:: EXCERPT PROVIDED ::
^^^^^^^^^^^^^^^^
Introduction

Glaucoma is traditionally defined as a chronic, progressive optic neuropathy with characteristic optic nerve head (ONH) and retinal nerve fiber layer (RNFL) changes, with or without correlating visual field (VF) defects. However, with the advent of spectral domain optical coherence tomography (SDOCT), another region that has been shown to demonstrate structural changes in glaucoma is the macula. Imaging the inner retinal layers at macula has evolved as a useful modality to diagnose glaucoma.1, 2, 3, 4, 5, 6, 7, 8, 9 Standard automated perimetry (SAP) has been the preferred method to evaluate the defects in the central 24° or 30° VF in glaucoma. The commonly used program to evaluate the central 24° of VF tests the visual sensitivities at 54 points that are 6° apart. However, the macular region (central 5°–10°) is tested using only 8–16 points in this program which are 6° apart. Also, the locations of the ganglion cells stimulated by the central 16 points of the 24° program are farther from the fovea because the ganglion cells in the fovea are displaced.10, 11 The sampling density of central 24° program to estimate visual sensitivity at macula is also inadequate. A study by Schiefer et al12 has shown better detection of VF defects in eyes with suspected glaucoma when closely spaced test points were used. In addition to the 24° program, SAP also has a program to examine the central 10° of the VF with higher resolution. This program evaluates the central 10° of VF using 68 test points that are 2° apart. Traynis et al13 have reported field defects on 10° program in eyes with no defects on 24° VF program.

In addition to the SAP, another relatively newer method of estimating visual sensitivities at retinal points is the microperimetry (MP). MP, which is also known as fundus perimetry, assesses retinal sensitivity while directly examining the ocular fundus. MP results are independent of eye movements and exactly related to the stimulated area.14 Therefore, the VF sensitivities measured by MP is supposed to have better spatial localization.

Although there are multiple studies evaluating the diagnostic ability of inner retinal layers at the macula in glaucoma (as referenced earlier), there are no studies comparing the diagnostic abilities of inner retinal layers with that of the functional evaluation of the macula with either the SAP or MP. The purpose of our study was to compare the abilities of structural (inner retinal layer thickness measured using SDOCT) and functional (visual sensitivities measured using SAP and MP) assessments of macula in diagnosing glaucoma.

Materials and methods

This was a prospective, cross-sectional study conducted at a tertiary eye care center between January 2015 and April 2015 to evaluate the structural and functional changes at macula in glaucoma. Written informed consent was obtained from all participants and the Ethics Committee of LV Prasad Eye Institute approved the study methodology. All methods adhered to the tenets of the Declaration of Helsinki for research involving human subjects.
^^^^^^^^^^^^^^^^
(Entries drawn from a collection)
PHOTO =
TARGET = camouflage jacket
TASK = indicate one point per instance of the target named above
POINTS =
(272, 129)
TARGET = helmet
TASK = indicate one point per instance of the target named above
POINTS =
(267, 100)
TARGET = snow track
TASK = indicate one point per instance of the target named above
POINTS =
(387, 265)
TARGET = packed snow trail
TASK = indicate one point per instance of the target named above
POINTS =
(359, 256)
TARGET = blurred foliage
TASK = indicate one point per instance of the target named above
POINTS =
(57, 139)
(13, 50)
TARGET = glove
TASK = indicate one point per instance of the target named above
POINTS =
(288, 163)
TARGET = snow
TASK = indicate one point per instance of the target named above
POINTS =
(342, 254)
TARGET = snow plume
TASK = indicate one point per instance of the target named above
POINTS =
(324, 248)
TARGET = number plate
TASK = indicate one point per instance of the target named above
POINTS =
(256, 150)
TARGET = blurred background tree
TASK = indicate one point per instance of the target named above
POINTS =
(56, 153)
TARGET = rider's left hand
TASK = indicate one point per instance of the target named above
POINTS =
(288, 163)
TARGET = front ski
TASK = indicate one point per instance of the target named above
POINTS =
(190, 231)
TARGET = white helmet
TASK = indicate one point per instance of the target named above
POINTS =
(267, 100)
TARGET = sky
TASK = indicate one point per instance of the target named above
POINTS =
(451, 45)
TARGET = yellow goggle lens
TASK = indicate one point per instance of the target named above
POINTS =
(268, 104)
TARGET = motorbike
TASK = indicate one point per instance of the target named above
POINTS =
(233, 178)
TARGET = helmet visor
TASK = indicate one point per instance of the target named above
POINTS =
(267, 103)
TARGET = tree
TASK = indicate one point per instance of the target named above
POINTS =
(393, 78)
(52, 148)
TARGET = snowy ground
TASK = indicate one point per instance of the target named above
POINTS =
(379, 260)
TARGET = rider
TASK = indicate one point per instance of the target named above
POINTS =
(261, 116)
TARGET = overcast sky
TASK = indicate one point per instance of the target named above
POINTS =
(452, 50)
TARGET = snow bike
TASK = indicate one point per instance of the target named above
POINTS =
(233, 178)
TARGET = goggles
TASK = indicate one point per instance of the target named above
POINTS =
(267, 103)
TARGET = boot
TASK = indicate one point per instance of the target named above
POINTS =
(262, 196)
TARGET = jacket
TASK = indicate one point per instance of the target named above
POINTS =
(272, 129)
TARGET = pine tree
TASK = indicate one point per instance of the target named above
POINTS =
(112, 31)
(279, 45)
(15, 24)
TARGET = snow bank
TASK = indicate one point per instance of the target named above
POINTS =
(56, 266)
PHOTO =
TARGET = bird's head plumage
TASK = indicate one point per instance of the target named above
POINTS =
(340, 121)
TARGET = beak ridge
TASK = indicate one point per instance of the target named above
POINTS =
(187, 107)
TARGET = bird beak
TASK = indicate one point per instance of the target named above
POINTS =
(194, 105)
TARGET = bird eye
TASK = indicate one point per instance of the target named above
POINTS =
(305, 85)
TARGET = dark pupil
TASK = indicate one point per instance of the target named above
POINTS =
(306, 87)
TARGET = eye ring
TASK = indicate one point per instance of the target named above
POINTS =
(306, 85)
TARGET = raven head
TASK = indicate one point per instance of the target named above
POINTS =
^^^^^^^^^^^^^^^^
:: REQUIRED ACTION A ::
Which abbreviations does the glaucoma study text define? Give each one along with the term it stands for.
:: REQUIRED ACTION B ::
According to the glaucoma study text, how many test points does the SAP program for the central 10° of the visual field use, and how far apart are they?
The rows have no role here.

:: EXERCISE ANSWER A ::
ONH: optic nerve head
RNFL: retinal nerve fiber layer
VF: visual field
SDOCT: spectral domain optical coherence tomography
SAP: standard automated perimetry
MP: microperimetry

:: EXERCISE ANSWER B ::
It uses 68 test points that are 2° apart.